__EXERCISE__: In the reply, include exactly the lines of the entries below from the first to the line with "Category: clump of dirt", that line included.

------------------------------

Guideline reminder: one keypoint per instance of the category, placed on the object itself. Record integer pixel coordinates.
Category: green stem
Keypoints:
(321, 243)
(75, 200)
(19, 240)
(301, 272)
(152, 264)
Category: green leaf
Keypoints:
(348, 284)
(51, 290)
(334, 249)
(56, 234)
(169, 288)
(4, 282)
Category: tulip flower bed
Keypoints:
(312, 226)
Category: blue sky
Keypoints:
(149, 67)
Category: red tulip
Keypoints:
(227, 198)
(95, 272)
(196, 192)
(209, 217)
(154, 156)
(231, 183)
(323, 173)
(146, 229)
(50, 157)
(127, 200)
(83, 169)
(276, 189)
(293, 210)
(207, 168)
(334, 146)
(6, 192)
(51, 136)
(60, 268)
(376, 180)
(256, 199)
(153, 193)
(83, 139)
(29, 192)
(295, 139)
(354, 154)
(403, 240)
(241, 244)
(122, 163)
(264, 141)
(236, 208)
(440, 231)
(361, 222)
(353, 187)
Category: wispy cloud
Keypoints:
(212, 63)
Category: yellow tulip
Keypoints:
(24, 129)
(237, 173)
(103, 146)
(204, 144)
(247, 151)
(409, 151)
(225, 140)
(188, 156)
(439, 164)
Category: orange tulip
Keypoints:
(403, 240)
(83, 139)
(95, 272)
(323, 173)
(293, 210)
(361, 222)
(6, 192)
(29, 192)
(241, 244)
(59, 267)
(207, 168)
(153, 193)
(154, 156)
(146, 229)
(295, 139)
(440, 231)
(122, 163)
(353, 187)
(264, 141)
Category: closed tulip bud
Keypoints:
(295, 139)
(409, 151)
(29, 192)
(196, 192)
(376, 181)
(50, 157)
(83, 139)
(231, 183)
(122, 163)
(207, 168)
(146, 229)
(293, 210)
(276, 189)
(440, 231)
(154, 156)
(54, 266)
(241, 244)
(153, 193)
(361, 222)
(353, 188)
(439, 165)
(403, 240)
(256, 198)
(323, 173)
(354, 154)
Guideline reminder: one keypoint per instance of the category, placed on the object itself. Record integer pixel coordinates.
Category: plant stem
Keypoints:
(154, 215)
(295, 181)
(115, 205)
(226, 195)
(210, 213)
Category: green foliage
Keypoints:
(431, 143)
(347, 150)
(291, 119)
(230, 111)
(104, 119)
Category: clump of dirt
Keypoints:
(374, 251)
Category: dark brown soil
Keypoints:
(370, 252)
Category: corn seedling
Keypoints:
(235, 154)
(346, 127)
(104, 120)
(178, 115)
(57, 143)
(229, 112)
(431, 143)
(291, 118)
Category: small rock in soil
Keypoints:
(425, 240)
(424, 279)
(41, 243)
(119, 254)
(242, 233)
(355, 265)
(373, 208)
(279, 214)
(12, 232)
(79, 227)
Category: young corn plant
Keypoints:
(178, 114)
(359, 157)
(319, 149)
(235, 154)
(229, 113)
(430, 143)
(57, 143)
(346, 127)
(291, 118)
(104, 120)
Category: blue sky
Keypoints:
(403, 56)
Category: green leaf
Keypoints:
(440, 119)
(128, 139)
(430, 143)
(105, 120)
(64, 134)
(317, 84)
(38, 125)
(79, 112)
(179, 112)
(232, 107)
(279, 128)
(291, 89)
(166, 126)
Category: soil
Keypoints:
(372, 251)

------------------------------

__RESPONSE__:
Guideline reminder: one keypoint per instance of the category, placed on the object itself. Record integer pixel coordinates.
Category: green stem
Keypoints:
(321, 243)
(75, 200)
(19, 240)
(301, 272)
(152, 264)
Category: green leaf
Keypoints:
(348, 284)
(51, 290)
(334, 249)
(56, 234)
(169, 288)
(4, 282)
Category: tulip flower bed
Keypoints:
(312, 226)
Category: blue sky
Keypoints:
(149, 67)
Category: red tulip
Keypoints:
(227, 198)
(95, 272)
(196, 192)
(209, 217)
(154, 156)
(231, 183)
(323, 173)
(146, 229)
(50, 157)
(127, 200)
(83, 169)
(276, 189)
(293, 210)
(207, 168)
(334, 146)
(6, 192)
(51, 136)
(60, 268)
(376, 180)
(256, 199)
(153, 193)
(83, 139)
(29, 192)
(295, 139)
(354, 154)
(403, 240)
(241, 244)
(122, 163)
(264, 141)
(236, 208)
(440, 231)
(361, 222)
(353, 187)
Category: wispy cloud
Keypoints:
(212, 63)
Category: yellow tulip
Keypoints:
(24, 129)
(237, 173)
(103, 146)
(204, 144)
(247, 151)
(409, 151)
(225, 140)
(188, 156)
(439, 164)
Category: orange tulip
Keypoints:
(403, 240)
(83, 139)
(95, 272)
(323, 173)
(293, 210)
(361, 222)
(6, 192)
(29, 192)
(241, 244)
(59, 267)
(207, 168)
(153, 193)
(154, 156)
(146, 229)
(295, 139)
(440, 231)
(122, 163)
(353, 187)
(264, 141)
Category: closed tulip bud
Keypoints:
(295, 139)
(409, 151)
(29, 192)
(196, 192)
(376, 181)
(50, 157)
(83, 139)
(231, 183)
(122, 163)
(207, 168)
(146, 229)
(293, 210)
(276, 189)
(440, 231)
(154, 156)
(54, 266)
(241, 244)
(153, 193)
(361, 222)
(353, 188)
(439, 165)
(403, 240)
(256, 198)
(323, 173)
(354, 154)
Guideline reminder: one keypoint per instance of the category, placed on the object itself. Record integer pixel coordinates.
Category: plant stem
Keypoints:
(154, 215)
(295, 181)
(115, 205)
(226, 195)
(210, 213)
Category: green foliage
Keypoints:
(431, 143)
(347, 150)
(291, 119)
(230, 111)
(104, 119)
Category: clump of dirt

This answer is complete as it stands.